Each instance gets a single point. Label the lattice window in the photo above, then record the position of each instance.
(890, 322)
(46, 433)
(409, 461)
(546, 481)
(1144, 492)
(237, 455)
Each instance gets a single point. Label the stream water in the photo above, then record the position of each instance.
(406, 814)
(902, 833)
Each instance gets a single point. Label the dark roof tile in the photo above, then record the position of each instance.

--

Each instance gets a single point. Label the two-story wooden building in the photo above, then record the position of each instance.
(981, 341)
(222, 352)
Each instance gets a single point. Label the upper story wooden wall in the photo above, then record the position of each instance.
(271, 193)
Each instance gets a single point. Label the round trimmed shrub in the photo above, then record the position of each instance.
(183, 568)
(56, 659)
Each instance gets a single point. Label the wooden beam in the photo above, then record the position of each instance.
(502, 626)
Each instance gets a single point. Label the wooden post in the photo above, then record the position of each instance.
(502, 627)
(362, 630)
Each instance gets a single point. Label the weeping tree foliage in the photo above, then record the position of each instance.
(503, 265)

==

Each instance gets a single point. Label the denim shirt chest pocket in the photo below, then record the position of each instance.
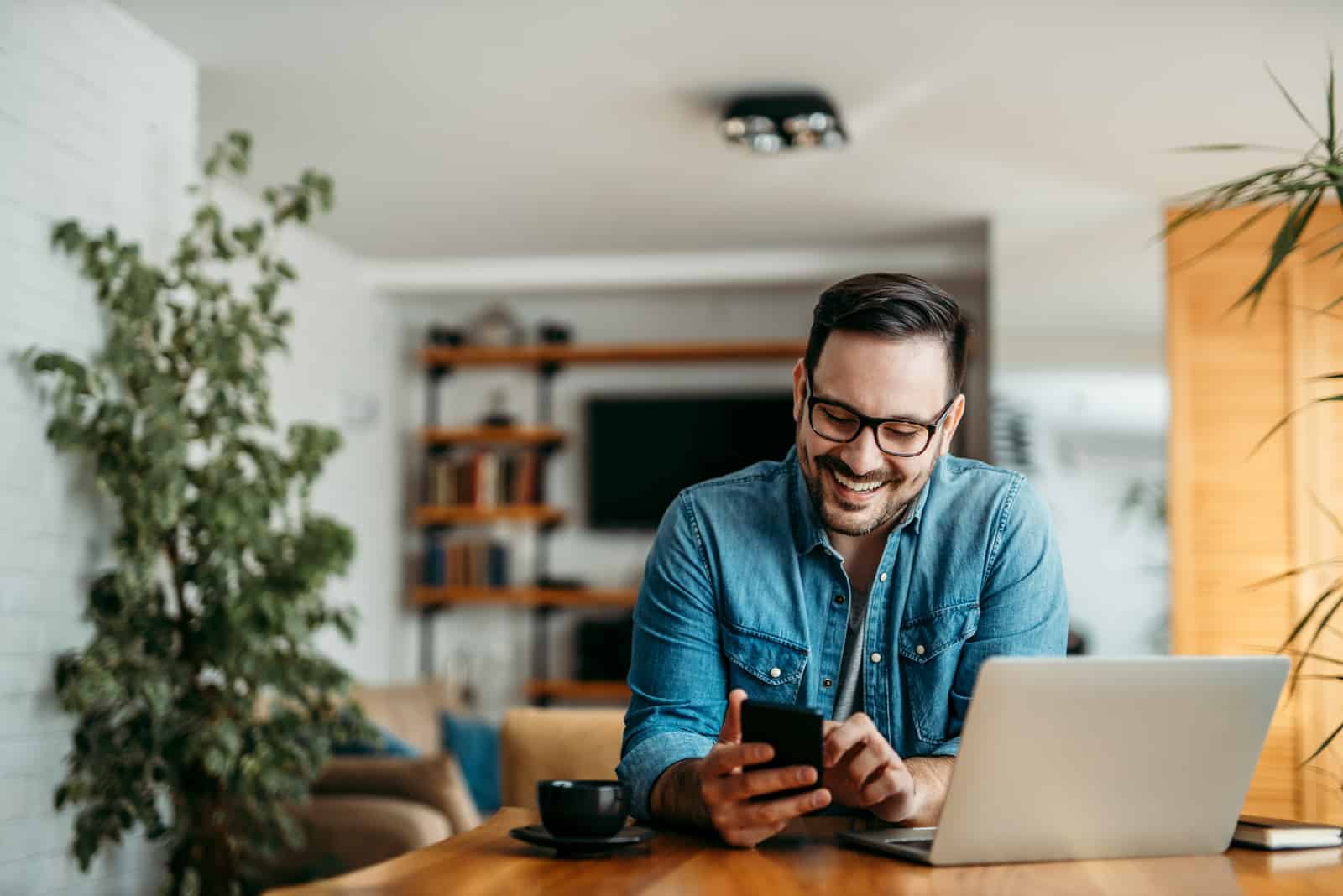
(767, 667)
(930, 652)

*WHAT YOU ARE ASKED TO DO*
Return each line of the records above that contains the string "story". Matching is case-sensitive.

*REPLY TO THE EXERCISE*
Each instance gets a single point. Label the two-story wooden building in the photo above, then record the position of each instance.
Each instance gets a single point. Label the upper story wooden wall in the photo above, then record the position of each instance.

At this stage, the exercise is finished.